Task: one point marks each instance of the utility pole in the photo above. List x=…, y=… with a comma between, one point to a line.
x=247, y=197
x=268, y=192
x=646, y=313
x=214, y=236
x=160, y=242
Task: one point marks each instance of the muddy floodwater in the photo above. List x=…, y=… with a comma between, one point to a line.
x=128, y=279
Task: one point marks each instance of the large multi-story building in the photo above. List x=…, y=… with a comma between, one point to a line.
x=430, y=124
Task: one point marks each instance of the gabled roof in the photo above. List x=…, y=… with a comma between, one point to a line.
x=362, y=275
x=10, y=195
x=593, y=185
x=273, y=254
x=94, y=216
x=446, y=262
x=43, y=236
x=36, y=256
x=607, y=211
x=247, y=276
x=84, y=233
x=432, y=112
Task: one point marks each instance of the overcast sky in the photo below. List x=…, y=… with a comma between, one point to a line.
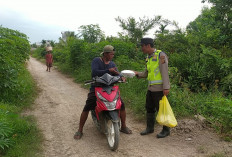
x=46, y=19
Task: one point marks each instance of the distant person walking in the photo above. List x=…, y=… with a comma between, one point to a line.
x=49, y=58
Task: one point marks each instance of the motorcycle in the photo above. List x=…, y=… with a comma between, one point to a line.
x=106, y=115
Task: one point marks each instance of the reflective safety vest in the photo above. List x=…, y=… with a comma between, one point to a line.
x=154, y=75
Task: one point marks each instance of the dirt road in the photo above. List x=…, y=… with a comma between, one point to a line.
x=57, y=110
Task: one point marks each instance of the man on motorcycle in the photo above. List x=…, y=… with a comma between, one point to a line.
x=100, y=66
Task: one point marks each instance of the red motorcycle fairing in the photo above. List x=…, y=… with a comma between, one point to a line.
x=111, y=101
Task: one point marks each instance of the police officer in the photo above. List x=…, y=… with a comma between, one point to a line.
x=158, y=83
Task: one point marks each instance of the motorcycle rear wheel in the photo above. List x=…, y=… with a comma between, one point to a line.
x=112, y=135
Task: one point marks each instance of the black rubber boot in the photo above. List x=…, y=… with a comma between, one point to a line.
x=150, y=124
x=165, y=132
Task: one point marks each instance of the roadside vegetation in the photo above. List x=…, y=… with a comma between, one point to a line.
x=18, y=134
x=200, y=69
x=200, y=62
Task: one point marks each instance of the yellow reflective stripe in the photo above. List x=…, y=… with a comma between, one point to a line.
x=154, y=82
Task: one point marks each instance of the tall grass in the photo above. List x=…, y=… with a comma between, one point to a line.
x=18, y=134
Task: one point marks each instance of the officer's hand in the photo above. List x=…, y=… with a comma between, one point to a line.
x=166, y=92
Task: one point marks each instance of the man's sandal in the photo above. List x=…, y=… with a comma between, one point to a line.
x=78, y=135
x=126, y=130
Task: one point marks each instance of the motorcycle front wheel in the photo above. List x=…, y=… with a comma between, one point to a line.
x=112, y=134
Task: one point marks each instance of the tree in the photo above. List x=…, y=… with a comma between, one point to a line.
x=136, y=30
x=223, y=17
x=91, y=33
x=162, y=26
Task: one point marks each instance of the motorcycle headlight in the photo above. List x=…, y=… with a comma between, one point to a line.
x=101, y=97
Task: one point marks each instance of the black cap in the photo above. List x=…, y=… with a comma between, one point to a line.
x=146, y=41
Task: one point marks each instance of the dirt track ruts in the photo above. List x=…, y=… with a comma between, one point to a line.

* * *

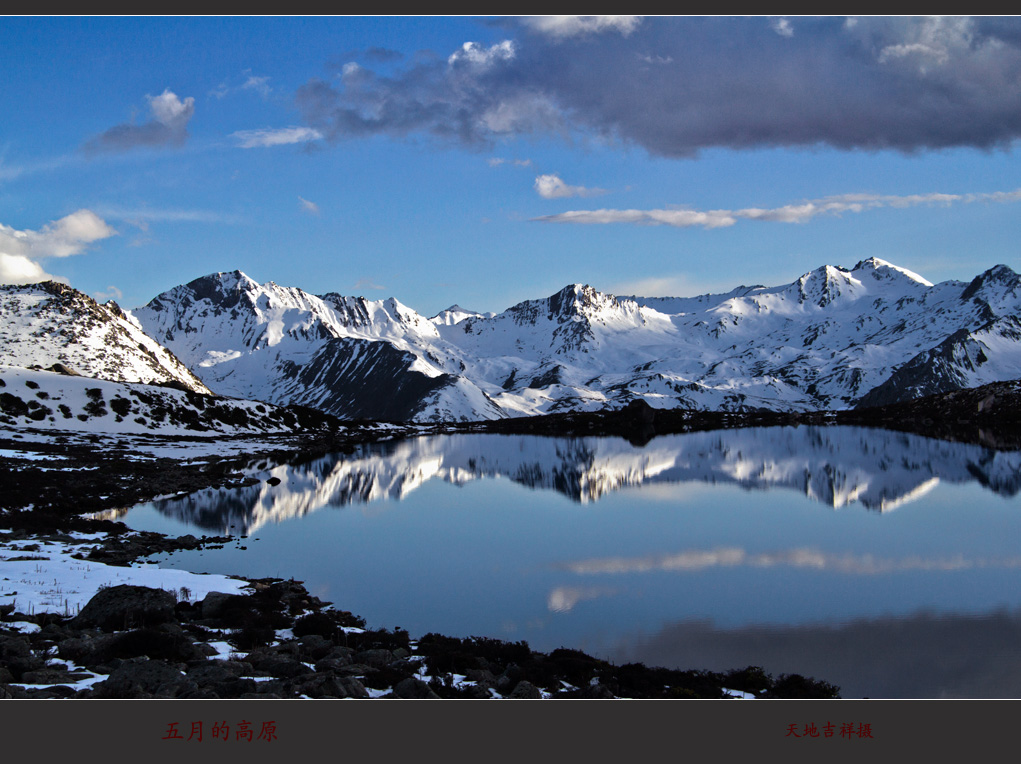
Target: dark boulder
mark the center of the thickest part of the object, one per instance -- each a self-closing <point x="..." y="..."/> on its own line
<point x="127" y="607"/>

◆ Instructions to follow
The reply should consist solely of the lines above from the one that has "Task: one point marks each instance of the man's" through the one that has "Task: one point marks each instance of the dirt track", reproduced exactly.

◆ Solution to this problem
Task: one point marks each instance of the man's sandal in the photo above. List x=…, y=… with a comma between, one point to a line.
x=78, y=135
x=126, y=130
Task: one point marks each instance of the motorcycle front wheel in the photo above. List x=…, y=… with a comma between, one point to a line.
x=112, y=134
Task: one point marks each instance of the tree in the photo above. List x=…, y=… with a comma between, one point to a line.
x=136, y=30
x=223, y=17
x=91, y=33
x=162, y=26
Task: one point marks each instance of the motorcycle headlight in the photo above. List x=…, y=… with a comma between, one point to a line.
x=101, y=97
Task: one point marks each instance of the black cap in the photo above. List x=…, y=… with a comma between, one point to a line.
x=146, y=41
Task: one point marks each instance of the dirt track ruts in the photo above. List x=…, y=… with a comma between, one point to a line.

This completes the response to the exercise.